__Task instructions__
1 – In the dilution ratio thread, why does JoeyJoeJo say the linked calculator doesn't comply with accepted principles? Answer in one to three sentences.
2 – From the dilution ratio thread, reproduce everything from "There can be" down to "to 1 part B.".

# Sticky  Dilution ratio's



## Soul boy 68

Morning all :wave: does anybody have a dilution ratio chart to share with me. for example I'm looking to put a 1:20 in to a two litre bottle so I'm not sure how many ml measuring cup/jug to pour solution in then water. Thanks in advance.


----------



## rob267

Hi mate. Divide 2000ml by 21. Gives you 95ml.
So 1 part 95ml then add 1905ml will give you 1:20. 


Sent from my SM-G920F using Tapatalk


----------



## Mad Ad

Hopefully help everyone out for ratio's ltrs/mls 1:5 to 1:300

http://www.cloverchem.co.uk/2013/uk/ratiocalc.asp?dratio=15&Tlitres=1&Tvol=Litres&B1=Calculate


----------



## JoeyJoeJo

There can be ambiguity in the interpretation of ratios.
To some it's parts of component A to total parts (1 part A in 20 total parts, so 19 parts of B) or to others it's parts of component A to parts of component B (1 part A to 20 parts of B).

At 1:20 not a big deal but at 1:1 or 1:2, could be disastrous, 1:1 could be considered 1 part in 1 total so undiluted, when the intention is 1 part of each.
Using the calculator linked above, 1:1 is undiluted
http://www.cloverchem.co.uk/2013/uk/ratiocalc.asp?dratio=1&Tlitres=1&Tvol=Litres&B1=Calculate

But *I'd* consider it 1 part A to 1 part B.

I like it when dilutions are in % like BH present, I can handle that


----------



## Soul boy 68

Mad Ad said:


> Hopefully help everyone out for ratio's ltrs/mls 1:5 to 1:300
> 
> http://www.cloverchem.co.uk/2013/uk/ratiocalc.asp?dratio=15&Tlitres=1&Tvol=Litres&B1=Calculate


Excellent fella, this will certainly help every one on here too. :thumb:


----------



## JoeyJoeJo

Soul boy 68 said:


> Excellent fella, this will certainly help every one on here too. :thumb:


Apart from the fact it doesn't comply with accepted principles 

The colon generally means "to" so 1:4 is one part to 4 parts.
200ml A, 800ml B giving a 20% solution.

That calculator states 1:4 would be 250ml of A in 1 litre which is actually a 25% solution.










At best wasteful, at worst, applying stronger product than you want with unintended consequences.

If the diluition was presented with a slash rather than a colon, it would be fine.

__Data excerpts__
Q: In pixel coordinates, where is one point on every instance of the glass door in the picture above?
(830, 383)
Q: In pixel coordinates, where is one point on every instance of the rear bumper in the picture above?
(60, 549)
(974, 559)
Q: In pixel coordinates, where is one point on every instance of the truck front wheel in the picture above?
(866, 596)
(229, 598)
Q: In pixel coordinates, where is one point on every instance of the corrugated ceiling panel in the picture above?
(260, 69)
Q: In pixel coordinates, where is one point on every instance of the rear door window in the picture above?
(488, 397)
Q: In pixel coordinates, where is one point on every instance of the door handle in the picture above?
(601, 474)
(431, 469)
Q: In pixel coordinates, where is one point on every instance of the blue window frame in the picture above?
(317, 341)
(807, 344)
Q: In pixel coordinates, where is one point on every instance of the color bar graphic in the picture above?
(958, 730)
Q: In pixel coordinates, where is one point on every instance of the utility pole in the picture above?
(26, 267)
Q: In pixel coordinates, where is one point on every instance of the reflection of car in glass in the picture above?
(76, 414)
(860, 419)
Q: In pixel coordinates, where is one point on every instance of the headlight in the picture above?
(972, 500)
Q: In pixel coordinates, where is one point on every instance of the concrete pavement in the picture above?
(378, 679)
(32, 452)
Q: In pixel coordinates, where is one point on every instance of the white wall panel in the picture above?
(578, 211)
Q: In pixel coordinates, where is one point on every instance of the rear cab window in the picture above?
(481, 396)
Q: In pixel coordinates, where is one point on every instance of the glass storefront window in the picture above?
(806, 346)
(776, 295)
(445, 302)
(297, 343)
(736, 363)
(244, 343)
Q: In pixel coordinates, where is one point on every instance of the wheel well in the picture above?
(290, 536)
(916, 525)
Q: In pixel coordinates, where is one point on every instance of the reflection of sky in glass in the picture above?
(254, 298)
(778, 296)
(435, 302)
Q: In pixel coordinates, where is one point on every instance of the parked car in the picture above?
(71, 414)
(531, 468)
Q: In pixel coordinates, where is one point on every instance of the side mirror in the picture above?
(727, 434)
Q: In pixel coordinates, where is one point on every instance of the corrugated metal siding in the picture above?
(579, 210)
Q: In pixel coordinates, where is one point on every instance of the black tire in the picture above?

__Results of the exercise__
1 – The colon generally means "to," so 1:4 should be one part to four parts, such as 200ml A and 800ml B, which gives a 20% solution. The calculator instead treats 1:4 as 250ml of A in 1 litre, which is actually a 25% solution.

2 –
There can be ambiguity in the interpretation of ratios.
To some it's parts of component A to total parts (1 part A in 20 total parts, so 19 parts of B) or to others it's parts of component A to parts of component B (1 part A to 20 parts of B).

At 1:20 not a big deal but at 1:1 or 1:2, could be disastrous, 1:1 could be considered 1 part in 1 total so undiluted, when the intention is 1 part of each.
Using the calculator linked above, 1:1 is undiluted
http://www.cloverchem.co.uk/2013/uk/ratiocalc.asp?dratio=1&Tlitres=1&Tvol=Litres&B1=Calculate

But *I'd* consider it 1 part A to 1 part B.